**TASK SET**.
1. Reproduce the passage on marijuana arrests in California word for word, from "And while MacCoun" to "to 80 percent.".
2. Extend the article on Proposition 19 and marijuana arrests, picking up after its final sentence.

Segment Start: TEXT PASSAGE

This month, the Drug Policy Alliance—a New York group that is supporting Proposition 19—released a study showing that blacks were arrested for possession at far higher rates than whites in California’s 25 largest counties, often two or three times higher. In those 25 counties, blacks make up 7 percent of the population but accounted for 20 percent of the marijuana possession arrests; in Los Angeles County, which accounts for about a quarter of the state’s population, blacks were arrested for marijuana possession at three times the rate of whites.
At the moment, 1,515 people are in California prisons on marijuana charges, 750 of them black, state corrections officials say.
The study’s author, Harry G. Levine, a professor of sociology at Queens College who has discovered similar trends in marijuana arrests in New York City, said that the impact of those arrests could be profound.
“A criminal record lasts a lifetime,” Levine wrote. “The explosive growth of criminal record databases, and the ease with which those databases can be accessed on the Internet, creates barriers to employment, housing and education for anyone simply arrested for drug possession.”
Rob MacCoun, a professor of law and public policy at the University of California, Berkeley, who has studied marijuana use in America, said there was little doubt that blacks—particularly black men—bore the brunt of arrests for marijuana.
“The arrest statistics are disproportionate with respect to African-Americans and disproportionate with respect to use,” said MacCoun. “And that’s very hard to justify in any way.”
And while MacCoun said he was not certain that a ballot measure was the way to address that inequity, he said the positioning of Proposition 19 as a civil rights issue could be a potent selling point.
“I don’t think it’s decisive for all voters,” MacCoun said. “But I think it’s an important argument, and I think it’s going to carry weight with some people.”
MacCoun was one of several authors of a report issued this month by the RAND Corporation that found that legalization could double the use of the drug in California—of the 15 million Americans who regularly use marijuana, the study found, about 1.9 million of them, or 13 percent, are in California—and slash the price by up to 80 percent.

Segment End: TEXT PASSAGE
Segment Start: DATASET

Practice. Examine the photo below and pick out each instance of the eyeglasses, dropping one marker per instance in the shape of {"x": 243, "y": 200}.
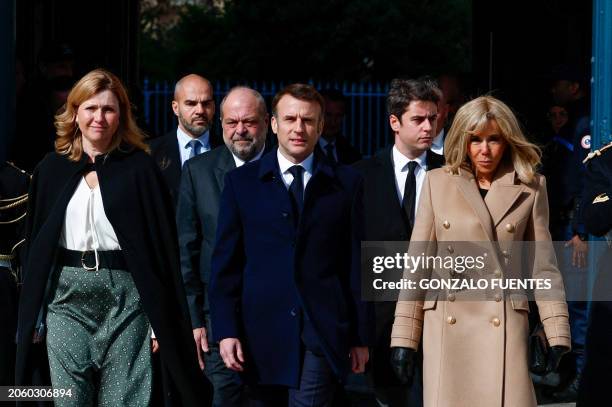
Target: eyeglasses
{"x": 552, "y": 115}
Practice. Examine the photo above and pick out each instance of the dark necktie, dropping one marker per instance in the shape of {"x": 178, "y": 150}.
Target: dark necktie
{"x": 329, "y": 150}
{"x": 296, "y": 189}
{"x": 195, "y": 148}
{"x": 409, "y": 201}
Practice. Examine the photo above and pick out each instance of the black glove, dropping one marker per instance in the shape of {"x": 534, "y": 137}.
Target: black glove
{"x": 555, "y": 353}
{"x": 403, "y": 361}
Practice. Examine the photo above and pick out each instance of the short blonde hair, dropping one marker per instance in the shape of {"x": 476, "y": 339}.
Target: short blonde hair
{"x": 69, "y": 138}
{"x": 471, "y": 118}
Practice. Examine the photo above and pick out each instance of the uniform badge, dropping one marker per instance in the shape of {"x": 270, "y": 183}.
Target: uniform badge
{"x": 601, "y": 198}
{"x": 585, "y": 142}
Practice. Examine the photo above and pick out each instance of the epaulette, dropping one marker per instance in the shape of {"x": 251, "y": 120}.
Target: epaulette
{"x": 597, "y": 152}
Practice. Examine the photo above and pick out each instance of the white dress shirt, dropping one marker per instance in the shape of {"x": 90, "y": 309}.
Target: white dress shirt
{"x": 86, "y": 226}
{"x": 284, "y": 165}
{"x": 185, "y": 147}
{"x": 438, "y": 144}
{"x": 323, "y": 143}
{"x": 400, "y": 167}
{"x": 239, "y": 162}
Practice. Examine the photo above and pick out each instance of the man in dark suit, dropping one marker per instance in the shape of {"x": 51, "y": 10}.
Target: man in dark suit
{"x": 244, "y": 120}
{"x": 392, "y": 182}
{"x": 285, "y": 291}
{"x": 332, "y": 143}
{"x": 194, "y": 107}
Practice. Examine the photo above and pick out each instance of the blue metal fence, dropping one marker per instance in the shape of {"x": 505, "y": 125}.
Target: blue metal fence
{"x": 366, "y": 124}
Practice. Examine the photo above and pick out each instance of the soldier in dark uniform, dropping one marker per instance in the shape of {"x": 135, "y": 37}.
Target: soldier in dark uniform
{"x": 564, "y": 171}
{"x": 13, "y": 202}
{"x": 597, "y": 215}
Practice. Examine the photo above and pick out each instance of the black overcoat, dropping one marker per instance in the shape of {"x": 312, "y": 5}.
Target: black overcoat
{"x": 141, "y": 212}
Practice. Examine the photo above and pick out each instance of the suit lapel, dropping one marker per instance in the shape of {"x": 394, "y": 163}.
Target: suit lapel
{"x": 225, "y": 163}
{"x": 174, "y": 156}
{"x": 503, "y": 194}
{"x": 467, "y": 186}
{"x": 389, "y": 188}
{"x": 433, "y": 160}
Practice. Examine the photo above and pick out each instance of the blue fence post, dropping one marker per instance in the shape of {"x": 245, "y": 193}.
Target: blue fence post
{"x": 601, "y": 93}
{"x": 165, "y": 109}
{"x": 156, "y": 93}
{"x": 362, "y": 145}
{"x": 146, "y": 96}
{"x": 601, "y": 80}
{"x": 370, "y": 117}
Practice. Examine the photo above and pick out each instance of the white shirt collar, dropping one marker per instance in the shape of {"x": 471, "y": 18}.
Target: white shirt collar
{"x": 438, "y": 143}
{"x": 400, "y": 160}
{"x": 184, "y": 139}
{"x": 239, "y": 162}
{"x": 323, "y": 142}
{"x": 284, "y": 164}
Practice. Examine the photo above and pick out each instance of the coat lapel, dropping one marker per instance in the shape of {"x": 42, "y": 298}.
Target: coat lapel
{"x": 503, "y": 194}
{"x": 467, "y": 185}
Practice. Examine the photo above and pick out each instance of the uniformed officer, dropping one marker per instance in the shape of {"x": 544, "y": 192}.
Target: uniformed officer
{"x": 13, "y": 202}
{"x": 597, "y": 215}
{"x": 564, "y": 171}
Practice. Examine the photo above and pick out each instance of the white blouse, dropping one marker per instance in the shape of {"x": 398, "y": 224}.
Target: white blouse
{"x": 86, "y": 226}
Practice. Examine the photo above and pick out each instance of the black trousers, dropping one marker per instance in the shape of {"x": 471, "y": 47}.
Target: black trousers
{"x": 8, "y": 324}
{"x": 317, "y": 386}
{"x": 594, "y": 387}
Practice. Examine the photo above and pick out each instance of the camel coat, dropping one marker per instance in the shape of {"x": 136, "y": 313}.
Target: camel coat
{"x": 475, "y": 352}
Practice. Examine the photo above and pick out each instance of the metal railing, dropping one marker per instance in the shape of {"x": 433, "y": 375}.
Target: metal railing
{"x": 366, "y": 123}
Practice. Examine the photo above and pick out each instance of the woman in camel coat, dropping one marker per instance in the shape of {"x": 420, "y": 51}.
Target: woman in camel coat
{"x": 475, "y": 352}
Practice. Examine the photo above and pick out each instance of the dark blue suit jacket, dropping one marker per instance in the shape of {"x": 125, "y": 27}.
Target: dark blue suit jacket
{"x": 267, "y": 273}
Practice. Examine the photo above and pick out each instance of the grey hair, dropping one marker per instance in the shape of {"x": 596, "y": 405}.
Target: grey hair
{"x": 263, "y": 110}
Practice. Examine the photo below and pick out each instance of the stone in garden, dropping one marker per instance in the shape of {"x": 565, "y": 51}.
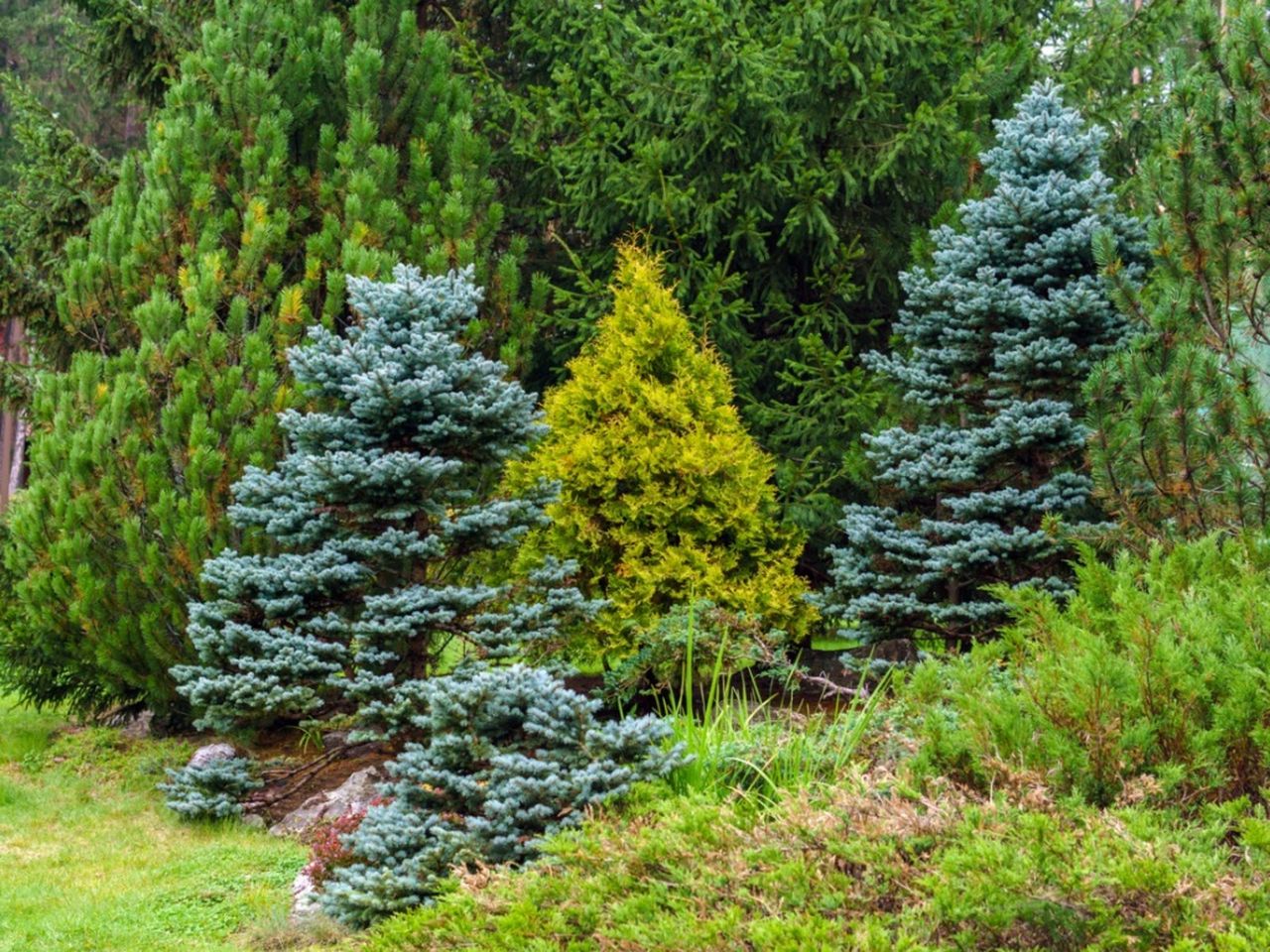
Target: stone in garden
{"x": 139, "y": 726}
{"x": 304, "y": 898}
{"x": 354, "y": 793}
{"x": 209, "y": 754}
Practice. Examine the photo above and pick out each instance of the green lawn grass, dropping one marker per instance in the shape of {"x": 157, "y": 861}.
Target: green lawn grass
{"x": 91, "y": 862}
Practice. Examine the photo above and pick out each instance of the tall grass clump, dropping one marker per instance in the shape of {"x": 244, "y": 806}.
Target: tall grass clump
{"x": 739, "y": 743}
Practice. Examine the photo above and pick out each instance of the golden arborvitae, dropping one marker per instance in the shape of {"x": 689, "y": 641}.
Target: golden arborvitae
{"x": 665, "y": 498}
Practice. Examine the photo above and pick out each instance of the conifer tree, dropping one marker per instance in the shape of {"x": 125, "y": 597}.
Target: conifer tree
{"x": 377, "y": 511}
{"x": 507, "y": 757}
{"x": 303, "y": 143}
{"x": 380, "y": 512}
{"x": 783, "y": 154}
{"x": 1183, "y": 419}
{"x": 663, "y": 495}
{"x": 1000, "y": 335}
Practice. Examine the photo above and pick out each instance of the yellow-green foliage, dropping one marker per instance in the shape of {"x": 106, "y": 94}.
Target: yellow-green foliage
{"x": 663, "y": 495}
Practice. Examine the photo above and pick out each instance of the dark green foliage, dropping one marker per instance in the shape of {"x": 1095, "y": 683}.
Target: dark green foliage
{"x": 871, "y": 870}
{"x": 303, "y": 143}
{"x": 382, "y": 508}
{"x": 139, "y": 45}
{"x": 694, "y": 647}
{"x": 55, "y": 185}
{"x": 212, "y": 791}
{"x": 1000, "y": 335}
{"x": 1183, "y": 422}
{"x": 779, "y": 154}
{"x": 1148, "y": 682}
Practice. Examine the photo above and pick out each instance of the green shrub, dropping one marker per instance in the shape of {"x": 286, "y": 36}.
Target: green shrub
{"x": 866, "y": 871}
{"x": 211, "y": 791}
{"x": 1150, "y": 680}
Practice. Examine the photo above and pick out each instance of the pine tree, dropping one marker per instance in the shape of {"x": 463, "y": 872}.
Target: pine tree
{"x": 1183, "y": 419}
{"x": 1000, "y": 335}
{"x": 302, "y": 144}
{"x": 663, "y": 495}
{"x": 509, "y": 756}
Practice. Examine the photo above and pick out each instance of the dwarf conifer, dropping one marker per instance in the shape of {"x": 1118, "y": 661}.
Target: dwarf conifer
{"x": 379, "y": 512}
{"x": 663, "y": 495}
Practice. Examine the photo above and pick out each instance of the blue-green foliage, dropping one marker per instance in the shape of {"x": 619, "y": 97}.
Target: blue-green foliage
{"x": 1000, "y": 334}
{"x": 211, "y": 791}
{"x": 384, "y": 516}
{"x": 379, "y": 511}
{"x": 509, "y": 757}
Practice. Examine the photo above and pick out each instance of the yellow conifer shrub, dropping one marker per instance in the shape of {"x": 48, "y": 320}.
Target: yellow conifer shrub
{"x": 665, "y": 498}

Segment End: DATASET

**RESPONSES BY ITEM NUMBER**.
1.
And while MacCoun said he was not certain that a ballot measure was the way to address that inequity, he said the positioning of Proposition 19 as a civil rights issue could be a potent selling point.
“I don’t think it’s decisive for all voters,” MacCoun said. “But I think it’s an important argument, and I think it’s going to carry weight with some people.”
MacCoun was one of several authors of a report issued this month by the RAND Corporation that found that legalization could double the use of the drug in California—of the 15 million Americans who regularly use marijuana, the study found, about 1.9 million of them, or 13 percent, are in California—and slash the price by up to 80 percent.

2.
Opponents of Proposition 19 seized on the report as evidence of the potential damage of legalization. They were also cheered by the Field Poll, taken on July 9, which showed that support for the measure had dropped to 44 percent, with 48 percent disapproving, equal to national levels of support for legalization.
The poll found only 40 percent of black voters backing the proposition with 52 percent opposed. But white people are supporting the measure, 48 to 43 percent.
MacCoun cautioned that polls could be deceptive on the issue, because of the longtime stigma surrounding drug use.
“If you get called on the phone, people may be uncomfortable saying that they support a marijuana initiative,” he said. “But for years, I’ve had people come up to me—grown-ups in corporate America—and say to me, sotto voce, ‘If it were up to me, I’d legalize it.’ “
On the ground, meanwhile, Allen and his followers have continued to campaign against the referendum. At a recent rally on the steps of the state capitol here, several pastors used fiery language to rally a small crowd, calling for Ms. Huffman’s resignation, describing marijuana as “the most sinister drug,” and asking that “the demonic spirits be cast back into hell.”
“How stupid to think that by legalizing a vice it’s going to help the situation,” said Darryl B. Heath, pastor of St. John Baptist Missionary Baptist Church in Sacramento. “This is not a game. A whole generation is at stake.”
For her part, Huffman shows no signs of backing off her support for the proposition, saying her critics “have got their heads in the sand” when it comes to the reality of drug use, and enforcement, in America.
She also scoffed at the notion that she would bend to their calls for her resignation.
“Why in the world would I allow a bunch of locals who don’t amount to anything run me out of office?” she said. “When they come up with a solution, they can look me up.”